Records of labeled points
START

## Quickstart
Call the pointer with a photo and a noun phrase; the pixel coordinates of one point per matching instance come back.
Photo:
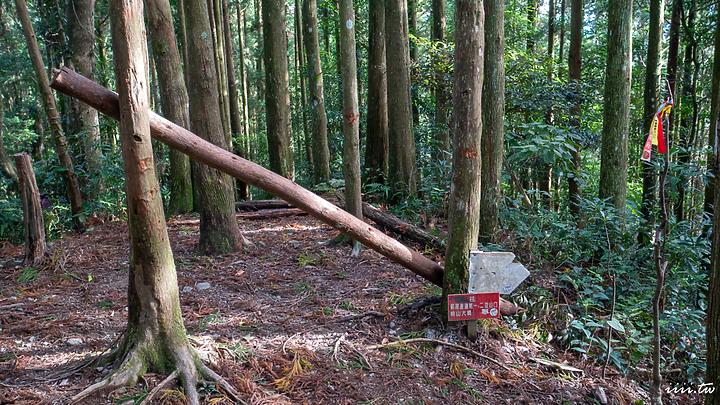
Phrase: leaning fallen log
(392, 223)
(257, 205)
(106, 101)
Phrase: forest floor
(289, 320)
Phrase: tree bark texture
(351, 111)
(493, 119)
(214, 190)
(376, 145)
(277, 91)
(575, 76)
(712, 325)
(6, 164)
(173, 98)
(318, 117)
(32, 211)
(442, 131)
(616, 114)
(402, 161)
(464, 205)
(72, 186)
(651, 101)
(83, 125)
(155, 338)
(236, 125)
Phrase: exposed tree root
(187, 367)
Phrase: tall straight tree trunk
(651, 101)
(155, 338)
(402, 161)
(351, 113)
(6, 164)
(493, 118)
(318, 117)
(173, 98)
(83, 120)
(376, 147)
(547, 169)
(301, 73)
(439, 12)
(277, 92)
(219, 232)
(712, 325)
(72, 186)
(236, 125)
(575, 76)
(616, 114)
(467, 130)
(686, 129)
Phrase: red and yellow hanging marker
(656, 134)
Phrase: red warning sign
(464, 307)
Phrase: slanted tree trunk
(376, 146)
(83, 120)
(72, 186)
(351, 113)
(493, 117)
(277, 95)
(616, 114)
(6, 164)
(219, 232)
(402, 161)
(712, 323)
(32, 211)
(651, 101)
(467, 130)
(442, 131)
(318, 117)
(173, 98)
(575, 76)
(155, 338)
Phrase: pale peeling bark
(493, 113)
(616, 114)
(318, 116)
(376, 147)
(464, 205)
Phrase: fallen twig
(440, 342)
(162, 384)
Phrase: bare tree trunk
(215, 195)
(442, 131)
(83, 120)
(493, 116)
(71, 183)
(616, 114)
(651, 101)
(402, 160)
(575, 70)
(236, 126)
(376, 147)
(467, 130)
(351, 113)
(318, 117)
(6, 164)
(32, 211)
(174, 98)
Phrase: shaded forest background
(553, 208)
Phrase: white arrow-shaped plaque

END

Swap every "tree trunk" in the items above for "stem", and give all their lines again with nothing else altered. Omit the pictures from your answer.

■ **RESPONSE TO THIS TASK**:
## Quickstart
Call the pointer with a photo and a noun phrase; the pixel coordinates of one point per matching instance come back.
Photo:
Phrase: leaning fallen log
(392, 223)
(257, 205)
(106, 101)
Phrase: forest floor
(289, 320)
Phrase: tree bark texture
(351, 111)
(493, 119)
(214, 190)
(376, 145)
(277, 91)
(575, 76)
(712, 325)
(6, 164)
(173, 98)
(318, 117)
(32, 211)
(442, 131)
(616, 114)
(402, 161)
(464, 205)
(72, 186)
(651, 101)
(83, 125)
(155, 338)
(236, 125)
Phrase: exposed tree root
(187, 367)
Phrase: tall straight stem
(651, 101)
(155, 338)
(402, 161)
(351, 113)
(6, 164)
(493, 118)
(318, 117)
(173, 98)
(83, 120)
(376, 147)
(547, 169)
(301, 73)
(439, 12)
(277, 92)
(219, 232)
(712, 325)
(72, 186)
(236, 125)
(575, 76)
(616, 114)
(467, 130)
(686, 129)
Phrase: red and yellow hanging marker
(656, 134)
Phrase: red warning sign
(464, 307)
Phrase: slanted stem
(376, 146)
(83, 120)
(72, 186)
(351, 113)
(493, 117)
(277, 95)
(616, 114)
(6, 164)
(219, 232)
(402, 161)
(712, 323)
(32, 211)
(651, 101)
(467, 130)
(442, 131)
(318, 117)
(173, 98)
(575, 76)
(155, 338)
Phrase: pale peeling bark
(493, 113)
(616, 114)
(318, 116)
(376, 147)
(464, 205)
Phrase: fallen twig
(440, 342)
(162, 384)
Phrase: bare stem
(215, 195)
(442, 131)
(83, 120)
(493, 116)
(71, 183)
(616, 114)
(651, 101)
(402, 160)
(575, 70)
(236, 126)
(376, 147)
(467, 130)
(351, 113)
(318, 117)
(6, 164)
(32, 211)
(174, 98)
Phrase: shaded forest background
(553, 208)
Phrase: white arrow-shaped plaque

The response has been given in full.